### Dataset

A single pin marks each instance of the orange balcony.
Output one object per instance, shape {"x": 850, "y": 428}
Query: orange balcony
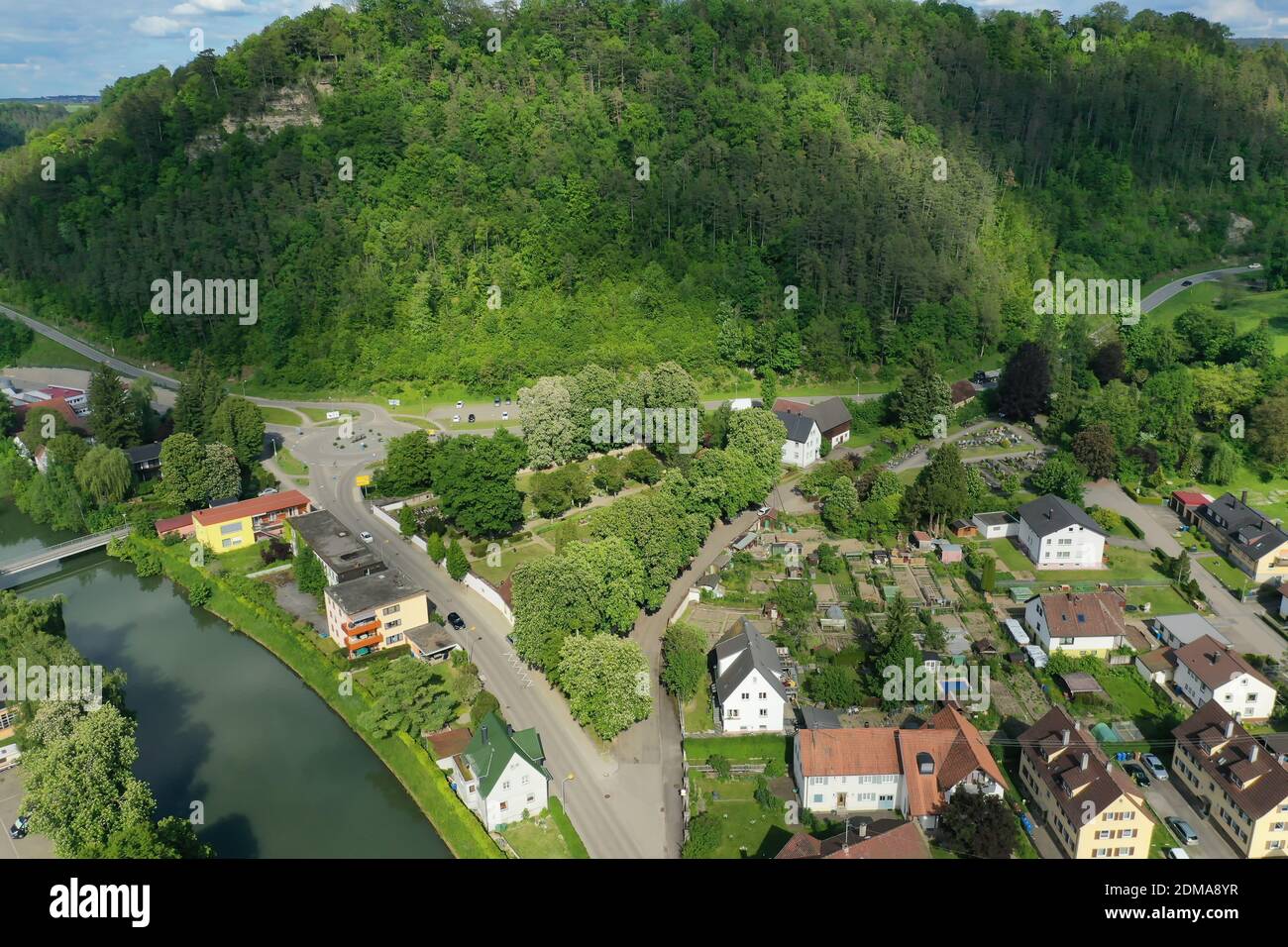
{"x": 360, "y": 628}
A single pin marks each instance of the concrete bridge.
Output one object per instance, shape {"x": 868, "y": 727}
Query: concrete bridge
{"x": 63, "y": 551}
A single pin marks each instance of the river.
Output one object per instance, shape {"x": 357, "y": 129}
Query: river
{"x": 224, "y": 723}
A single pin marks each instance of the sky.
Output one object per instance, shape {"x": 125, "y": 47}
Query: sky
{"x": 78, "y": 47}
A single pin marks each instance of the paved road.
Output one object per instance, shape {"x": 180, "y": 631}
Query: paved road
{"x": 1236, "y": 620}
{"x": 616, "y": 799}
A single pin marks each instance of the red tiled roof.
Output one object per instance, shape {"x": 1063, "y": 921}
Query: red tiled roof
{"x": 273, "y": 502}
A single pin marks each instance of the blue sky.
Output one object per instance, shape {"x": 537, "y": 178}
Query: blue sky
{"x": 78, "y": 47}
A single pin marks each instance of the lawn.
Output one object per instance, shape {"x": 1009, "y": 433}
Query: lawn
{"x": 47, "y": 354}
{"x": 750, "y": 831}
{"x": 290, "y": 464}
{"x": 510, "y": 560}
{"x": 756, "y": 748}
{"x": 1163, "y": 599}
{"x": 281, "y": 415}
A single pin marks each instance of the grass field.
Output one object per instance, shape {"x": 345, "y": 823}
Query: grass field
{"x": 281, "y": 415}
{"x": 47, "y": 354}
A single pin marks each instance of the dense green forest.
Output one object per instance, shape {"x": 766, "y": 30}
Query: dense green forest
{"x": 912, "y": 169}
{"x": 20, "y": 118}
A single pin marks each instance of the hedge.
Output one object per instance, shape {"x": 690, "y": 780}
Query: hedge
{"x": 274, "y": 629}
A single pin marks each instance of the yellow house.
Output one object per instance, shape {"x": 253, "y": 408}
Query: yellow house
{"x": 1091, "y": 808}
{"x": 1241, "y": 787}
{"x": 240, "y": 525}
{"x": 375, "y": 612}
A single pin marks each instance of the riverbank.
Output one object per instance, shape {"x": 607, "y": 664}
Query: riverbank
{"x": 274, "y": 630}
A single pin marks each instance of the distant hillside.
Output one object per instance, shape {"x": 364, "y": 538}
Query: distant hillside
{"x": 644, "y": 182}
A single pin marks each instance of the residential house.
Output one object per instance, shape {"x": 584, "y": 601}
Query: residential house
{"x": 375, "y": 612}
{"x": 804, "y": 438}
{"x": 831, "y": 415}
{"x": 1207, "y": 672}
{"x": 1179, "y": 630}
{"x": 500, "y": 774}
{"x": 887, "y": 768}
{"x": 996, "y": 525}
{"x": 342, "y": 553}
{"x": 750, "y": 690}
{"x": 1090, "y": 806}
{"x": 1077, "y": 622}
{"x": 239, "y": 525}
{"x": 146, "y": 460}
{"x": 1055, "y": 534}
{"x": 1245, "y": 536}
{"x": 962, "y": 393}
{"x": 1186, "y": 504}
{"x": 868, "y": 839}
{"x": 1241, "y": 788}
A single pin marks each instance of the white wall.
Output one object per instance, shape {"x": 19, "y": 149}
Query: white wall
{"x": 754, "y": 705}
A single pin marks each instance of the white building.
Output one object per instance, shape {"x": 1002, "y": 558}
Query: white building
{"x": 748, "y": 682}
{"x": 498, "y": 772}
{"x": 1207, "y": 672}
{"x": 885, "y": 768}
{"x": 804, "y": 440}
{"x": 1055, "y": 534}
{"x": 1077, "y": 622}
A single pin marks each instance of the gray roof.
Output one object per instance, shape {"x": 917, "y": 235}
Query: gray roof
{"x": 334, "y": 543}
{"x": 798, "y": 425}
{"x": 1051, "y": 513}
{"x": 1245, "y": 528}
{"x": 372, "y": 591}
{"x": 1188, "y": 628}
{"x": 755, "y": 652}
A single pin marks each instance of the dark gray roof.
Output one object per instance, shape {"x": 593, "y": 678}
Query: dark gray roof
{"x": 1245, "y": 528}
{"x": 143, "y": 453}
{"x": 1051, "y": 513}
{"x": 334, "y": 543}
{"x": 374, "y": 590}
{"x": 798, "y": 425}
{"x": 755, "y": 652}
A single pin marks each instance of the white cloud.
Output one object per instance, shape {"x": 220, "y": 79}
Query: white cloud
{"x": 155, "y": 26}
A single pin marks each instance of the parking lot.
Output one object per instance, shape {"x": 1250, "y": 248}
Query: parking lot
{"x": 11, "y": 793}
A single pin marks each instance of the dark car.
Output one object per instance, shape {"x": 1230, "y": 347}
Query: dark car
{"x": 1137, "y": 775}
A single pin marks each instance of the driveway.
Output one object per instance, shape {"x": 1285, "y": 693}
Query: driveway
{"x": 1236, "y": 620}
{"x": 11, "y": 795}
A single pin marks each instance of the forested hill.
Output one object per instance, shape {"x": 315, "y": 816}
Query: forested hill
{"x": 522, "y": 169}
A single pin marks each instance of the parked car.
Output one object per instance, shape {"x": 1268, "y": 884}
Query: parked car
{"x": 18, "y": 830}
{"x": 1183, "y": 830}
{"x": 1154, "y": 766}
{"x": 1136, "y": 775}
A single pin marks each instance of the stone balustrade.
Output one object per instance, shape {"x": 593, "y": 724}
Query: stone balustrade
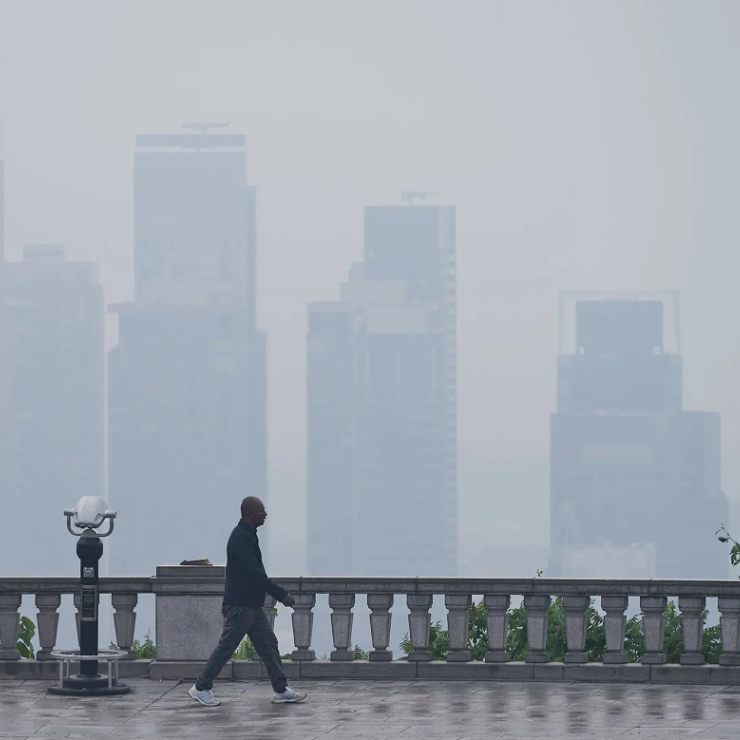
{"x": 188, "y": 624}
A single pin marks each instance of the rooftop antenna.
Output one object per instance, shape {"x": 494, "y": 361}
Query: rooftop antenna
{"x": 411, "y": 195}
{"x": 204, "y": 128}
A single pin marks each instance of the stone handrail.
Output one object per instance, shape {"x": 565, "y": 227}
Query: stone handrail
{"x": 188, "y": 601}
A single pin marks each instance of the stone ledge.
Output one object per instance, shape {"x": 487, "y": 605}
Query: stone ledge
{"x": 185, "y": 670}
{"x": 48, "y": 670}
{"x": 401, "y": 670}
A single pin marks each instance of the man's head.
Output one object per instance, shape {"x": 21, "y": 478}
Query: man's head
{"x": 253, "y": 511}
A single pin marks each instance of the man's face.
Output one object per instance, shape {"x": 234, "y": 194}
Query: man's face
{"x": 259, "y": 515}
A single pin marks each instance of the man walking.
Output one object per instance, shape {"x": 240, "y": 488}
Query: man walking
{"x": 244, "y": 596}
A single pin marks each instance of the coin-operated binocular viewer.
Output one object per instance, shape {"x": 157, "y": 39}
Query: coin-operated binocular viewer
{"x": 83, "y": 521}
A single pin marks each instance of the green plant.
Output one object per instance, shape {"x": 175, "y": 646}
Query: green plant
{"x": 439, "y": 642}
{"x": 245, "y": 651}
{"x": 359, "y": 653}
{"x": 634, "y": 640}
{"x": 142, "y": 650}
{"x": 24, "y": 642}
{"x": 26, "y": 632}
{"x": 724, "y": 536}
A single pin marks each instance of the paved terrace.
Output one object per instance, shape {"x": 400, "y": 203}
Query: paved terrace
{"x": 457, "y": 710}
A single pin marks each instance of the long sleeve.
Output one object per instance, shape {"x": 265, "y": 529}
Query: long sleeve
{"x": 250, "y": 564}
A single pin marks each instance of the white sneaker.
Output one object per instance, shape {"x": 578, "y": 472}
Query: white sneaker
{"x": 289, "y": 696}
{"x": 205, "y": 698}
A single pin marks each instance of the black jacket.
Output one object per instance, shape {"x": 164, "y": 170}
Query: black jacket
{"x": 246, "y": 580}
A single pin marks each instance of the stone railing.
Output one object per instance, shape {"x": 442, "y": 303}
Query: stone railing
{"x": 188, "y": 625}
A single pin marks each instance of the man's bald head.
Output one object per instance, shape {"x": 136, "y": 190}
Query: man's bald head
{"x": 253, "y": 511}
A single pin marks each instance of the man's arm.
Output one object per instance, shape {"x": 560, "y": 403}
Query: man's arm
{"x": 256, "y": 572}
{"x": 280, "y": 594}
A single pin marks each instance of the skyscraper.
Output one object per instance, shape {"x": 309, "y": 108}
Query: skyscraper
{"x": 382, "y": 484}
{"x": 635, "y": 479}
{"x": 54, "y": 316}
{"x": 187, "y": 381}
{"x": 5, "y": 358}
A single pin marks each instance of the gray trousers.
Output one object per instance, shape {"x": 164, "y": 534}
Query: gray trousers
{"x": 238, "y": 622}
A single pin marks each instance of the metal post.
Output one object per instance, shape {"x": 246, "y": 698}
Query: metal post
{"x": 89, "y": 551}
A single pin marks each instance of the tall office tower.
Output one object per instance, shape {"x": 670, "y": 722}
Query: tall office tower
{"x": 187, "y": 381}
{"x": 382, "y": 483}
{"x": 635, "y": 479}
{"x": 5, "y": 359}
{"x": 55, "y": 327}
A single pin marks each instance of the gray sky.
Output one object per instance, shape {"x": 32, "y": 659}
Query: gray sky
{"x": 587, "y": 144}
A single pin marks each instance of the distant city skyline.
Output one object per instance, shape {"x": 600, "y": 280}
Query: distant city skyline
{"x": 187, "y": 381}
{"x": 381, "y": 393}
{"x": 54, "y": 371}
{"x": 636, "y": 487}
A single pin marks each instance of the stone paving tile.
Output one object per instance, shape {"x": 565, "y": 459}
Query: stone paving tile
{"x": 375, "y": 710}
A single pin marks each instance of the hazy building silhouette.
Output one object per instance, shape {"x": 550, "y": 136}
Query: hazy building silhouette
{"x": 6, "y": 393}
{"x": 54, "y": 320}
{"x": 187, "y": 381}
{"x": 382, "y": 483}
{"x": 635, "y": 479}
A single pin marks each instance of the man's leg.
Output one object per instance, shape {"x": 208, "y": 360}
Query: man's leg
{"x": 265, "y": 643}
{"x": 236, "y": 623}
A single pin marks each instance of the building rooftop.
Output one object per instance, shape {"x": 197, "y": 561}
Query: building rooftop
{"x": 377, "y": 709}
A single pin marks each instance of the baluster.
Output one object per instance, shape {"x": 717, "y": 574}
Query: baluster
{"x": 48, "y": 623}
{"x": 303, "y": 627}
{"x": 9, "y": 619}
{"x": 536, "y": 608}
{"x": 380, "y": 625}
{"x": 692, "y": 628}
{"x": 497, "y": 618}
{"x": 124, "y": 621}
{"x": 420, "y": 622}
{"x": 576, "y": 624}
{"x": 458, "y": 620}
{"x": 729, "y": 607}
{"x": 341, "y": 625}
{"x": 615, "y": 623}
{"x": 653, "y": 624}
{"x": 269, "y": 607}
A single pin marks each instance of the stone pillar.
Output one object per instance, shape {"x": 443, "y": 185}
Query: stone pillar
{"x": 458, "y": 619}
{"x": 380, "y": 625}
{"x": 48, "y": 623}
{"x": 269, "y": 607}
{"x": 692, "y": 626}
{"x": 420, "y": 622}
{"x": 303, "y": 627}
{"x": 9, "y": 619}
{"x": 576, "y": 624}
{"x": 497, "y": 618}
{"x": 615, "y": 623}
{"x": 341, "y": 625}
{"x": 653, "y": 625}
{"x": 729, "y": 607}
{"x": 536, "y": 608}
{"x": 124, "y": 621}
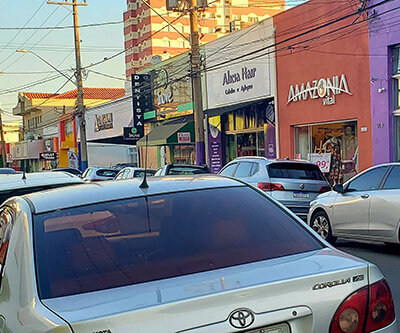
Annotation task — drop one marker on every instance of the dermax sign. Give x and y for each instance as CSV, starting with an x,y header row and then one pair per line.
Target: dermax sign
x,y
325,89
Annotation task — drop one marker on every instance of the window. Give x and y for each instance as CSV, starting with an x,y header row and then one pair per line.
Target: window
x,y
243,169
393,180
368,181
295,171
72,244
228,170
106,173
204,230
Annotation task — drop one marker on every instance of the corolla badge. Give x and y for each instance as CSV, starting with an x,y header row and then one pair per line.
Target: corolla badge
x,y
241,318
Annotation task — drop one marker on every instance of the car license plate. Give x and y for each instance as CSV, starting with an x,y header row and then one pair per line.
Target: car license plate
x,y
301,195
281,328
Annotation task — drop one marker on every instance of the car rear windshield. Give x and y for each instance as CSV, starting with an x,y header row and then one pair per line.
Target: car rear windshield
x,y
295,171
106,173
132,241
187,171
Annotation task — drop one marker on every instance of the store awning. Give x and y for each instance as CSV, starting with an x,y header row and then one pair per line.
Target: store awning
x,y
167,134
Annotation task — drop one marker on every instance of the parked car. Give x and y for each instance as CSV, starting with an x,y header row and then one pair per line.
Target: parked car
x,y
7,171
187,254
20,184
130,172
182,169
73,171
96,174
293,183
366,207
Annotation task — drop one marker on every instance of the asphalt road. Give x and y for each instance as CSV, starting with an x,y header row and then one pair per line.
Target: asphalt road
x,y
387,259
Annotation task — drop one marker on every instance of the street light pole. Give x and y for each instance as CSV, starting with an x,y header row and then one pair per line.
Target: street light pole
x,y
196,85
80,107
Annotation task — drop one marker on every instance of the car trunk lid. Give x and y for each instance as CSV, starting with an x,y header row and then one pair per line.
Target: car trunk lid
x,y
301,291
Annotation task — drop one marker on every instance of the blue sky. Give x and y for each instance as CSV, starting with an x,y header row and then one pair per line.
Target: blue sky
x,y
56,46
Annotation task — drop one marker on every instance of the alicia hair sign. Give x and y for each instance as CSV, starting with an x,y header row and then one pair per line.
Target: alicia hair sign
x,y
325,88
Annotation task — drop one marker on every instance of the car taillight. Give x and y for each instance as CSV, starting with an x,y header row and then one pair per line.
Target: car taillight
x,y
350,316
381,308
352,313
324,189
270,187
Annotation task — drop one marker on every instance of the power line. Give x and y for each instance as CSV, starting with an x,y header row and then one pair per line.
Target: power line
x,y
64,27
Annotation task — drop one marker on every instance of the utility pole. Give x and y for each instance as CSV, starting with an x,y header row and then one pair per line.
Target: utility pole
x,y
196,84
193,6
80,112
3,143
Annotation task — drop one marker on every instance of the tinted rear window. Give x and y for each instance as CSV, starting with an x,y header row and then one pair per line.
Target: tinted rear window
x,y
295,171
115,244
106,173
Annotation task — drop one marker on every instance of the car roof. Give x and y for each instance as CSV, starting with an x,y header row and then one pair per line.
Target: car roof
x,y
86,194
12,182
269,161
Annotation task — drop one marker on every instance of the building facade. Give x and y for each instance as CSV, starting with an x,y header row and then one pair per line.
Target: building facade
x,y
384,42
147,35
323,85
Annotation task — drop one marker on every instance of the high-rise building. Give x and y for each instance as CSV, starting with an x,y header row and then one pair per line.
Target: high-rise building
x,y
147,34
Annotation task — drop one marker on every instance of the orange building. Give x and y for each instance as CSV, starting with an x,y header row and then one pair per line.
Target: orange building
x,y
143,41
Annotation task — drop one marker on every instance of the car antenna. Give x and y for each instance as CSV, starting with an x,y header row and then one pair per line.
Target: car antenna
x,y
144,182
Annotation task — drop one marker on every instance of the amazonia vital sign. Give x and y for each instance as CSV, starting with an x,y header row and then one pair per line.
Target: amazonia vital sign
x,y
325,88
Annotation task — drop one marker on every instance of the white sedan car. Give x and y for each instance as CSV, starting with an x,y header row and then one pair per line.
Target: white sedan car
x,y
367,207
185,254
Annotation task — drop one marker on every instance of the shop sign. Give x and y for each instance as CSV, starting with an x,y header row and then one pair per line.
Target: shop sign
x,y
184,137
103,122
48,156
130,133
322,160
215,143
142,102
324,88
73,161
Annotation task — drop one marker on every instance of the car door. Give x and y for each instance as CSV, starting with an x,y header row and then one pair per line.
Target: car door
x,y
351,208
385,208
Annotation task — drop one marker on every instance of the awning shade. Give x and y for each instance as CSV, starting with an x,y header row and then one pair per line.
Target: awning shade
x,y
167,134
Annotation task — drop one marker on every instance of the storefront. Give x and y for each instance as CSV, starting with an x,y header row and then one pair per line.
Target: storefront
x,y
240,97
324,109
169,125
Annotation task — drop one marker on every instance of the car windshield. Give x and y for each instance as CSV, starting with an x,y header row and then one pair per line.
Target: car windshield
x,y
187,170
295,171
131,241
106,173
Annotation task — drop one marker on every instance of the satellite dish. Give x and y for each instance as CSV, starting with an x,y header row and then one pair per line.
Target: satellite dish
x,y
156,59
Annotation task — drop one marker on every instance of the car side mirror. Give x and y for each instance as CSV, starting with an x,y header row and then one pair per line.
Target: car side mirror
x,y
339,188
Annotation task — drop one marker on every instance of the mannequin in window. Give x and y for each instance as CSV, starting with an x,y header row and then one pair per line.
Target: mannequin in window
x,y
333,146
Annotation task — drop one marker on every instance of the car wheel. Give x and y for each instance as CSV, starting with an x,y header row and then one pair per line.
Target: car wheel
x,y
321,225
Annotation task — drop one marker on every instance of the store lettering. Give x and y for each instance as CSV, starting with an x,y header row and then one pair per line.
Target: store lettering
x,y
164,98
323,88
247,74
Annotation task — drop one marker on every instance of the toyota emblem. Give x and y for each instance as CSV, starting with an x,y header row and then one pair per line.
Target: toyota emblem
x,y
241,318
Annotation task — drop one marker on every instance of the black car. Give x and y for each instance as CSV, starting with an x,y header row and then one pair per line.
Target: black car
x,y
182,169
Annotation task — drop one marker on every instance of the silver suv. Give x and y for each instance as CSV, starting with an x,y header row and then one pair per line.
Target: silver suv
x,y
294,183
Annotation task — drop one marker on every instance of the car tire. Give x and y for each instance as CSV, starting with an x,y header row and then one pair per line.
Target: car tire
x,y
321,225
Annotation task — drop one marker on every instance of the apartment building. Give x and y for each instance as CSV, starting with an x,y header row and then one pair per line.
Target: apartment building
x,y
148,36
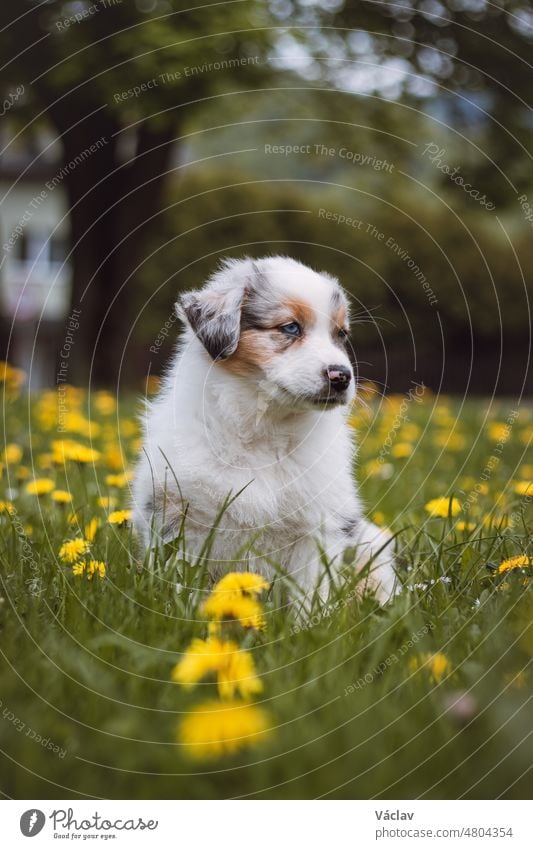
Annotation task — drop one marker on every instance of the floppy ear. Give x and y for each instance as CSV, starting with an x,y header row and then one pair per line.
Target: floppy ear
x,y
215,317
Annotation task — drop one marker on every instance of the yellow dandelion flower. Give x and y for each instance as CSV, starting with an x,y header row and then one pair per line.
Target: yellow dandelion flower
x,y
105,403
215,729
443,506
75,422
114,458
106,501
119,481
498,431
45,461
521,561
40,486
61,496
119,517
465,526
233,667
228,605
373,467
450,441
64,450
152,384
241,582
95,567
410,432
12,454
72,548
91,528
437,665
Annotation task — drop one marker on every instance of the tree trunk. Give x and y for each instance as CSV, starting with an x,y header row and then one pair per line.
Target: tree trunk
x,y
111,204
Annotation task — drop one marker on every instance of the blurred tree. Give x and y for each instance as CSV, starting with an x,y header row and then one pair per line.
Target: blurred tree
x,y
127,75
471,57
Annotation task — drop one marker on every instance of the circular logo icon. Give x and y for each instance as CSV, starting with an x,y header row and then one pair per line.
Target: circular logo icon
x,y
32,822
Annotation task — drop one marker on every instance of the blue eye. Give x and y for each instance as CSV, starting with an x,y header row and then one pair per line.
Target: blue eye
x,y
291,329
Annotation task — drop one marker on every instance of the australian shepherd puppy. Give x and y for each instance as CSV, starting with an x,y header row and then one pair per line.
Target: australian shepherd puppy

### Your objective
Could you repeat exactly the lines from the first one of the records above through the line containing "A single pin marks each instance of the distant hillside.", leaving out any pictures?

### Completed exercise
A single pin marks each instance of the orange balcony.
Output one object per instance, shape {"x": 850, "y": 428}
Query: orange balcony
{"x": 360, "y": 628}
A single pin marks each instance of the concrete bridge.
Output one object per instance, shape {"x": 868, "y": 727}
Query: concrete bridge
{"x": 63, "y": 551}
A single pin marks each instance of the river.
Output one object per instance, shape {"x": 357, "y": 129}
Query: river
{"x": 224, "y": 723}
A single pin marks each instance of the sky.
Output one object per instance, shape {"x": 125, "y": 47}
Query: sky
{"x": 78, "y": 47}
A single pin marks each instance of the paved road.
Output one object per instance, shape {"x": 180, "y": 631}
Query: paved road
{"x": 1236, "y": 620}
{"x": 616, "y": 799}
A single pin marks each instance of the red tiled roof.
Output one object per instance, shape {"x": 1063, "y": 921}
Query: red tiled roof
{"x": 273, "y": 502}
A single pin marks each instance of the blue sky.
Output one object per instance, shape {"x": 537, "y": 178}
Query: blue sky
{"x": 78, "y": 47}
A single pin marks each instance of the lawn.
Output one object per instance, shape {"x": 1009, "y": 433}
Query: lawn
{"x": 47, "y": 354}
{"x": 750, "y": 831}
{"x": 290, "y": 464}
{"x": 510, "y": 560}
{"x": 756, "y": 748}
{"x": 1163, "y": 599}
{"x": 281, "y": 415}
A single pin marks each instance of the grass field.
Output one object per instance, shape {"x": 345, "y": 823}
Query: grass field
{"x": 281, "y": 415}
{"x": 47, "y": 354}
A single pin marks each instance of the dense green forest.
Output one object per instance, shape {"x": 766, "y": 30}
Query: dense green forest
{"x": 912, "y": 169}
{"x": 20, "y": 118}
A single pin marks each instance of the hedge.
Output one object per instance, shape {"x": 690, "y": 780}
Query: hedge
{"x": 274, "y": 629}
A single pin marks each instance of the yellow house.
Output one object per instance, shape {"x": 253, "y": 408}
Query: yellow house
{"x": 1091, "y": 808}
{"x": 1241, "y": 787}
{"x": 240, "y": 525}
{"x": 375, "y": 612}
A single pin marks each instance of the riverbank.
Output one object per instance, shape {"x": 607, "y": 664}
Query: riverbank
{"x": 274, "y": 630}
A single pin marks each instance of the distant hillside.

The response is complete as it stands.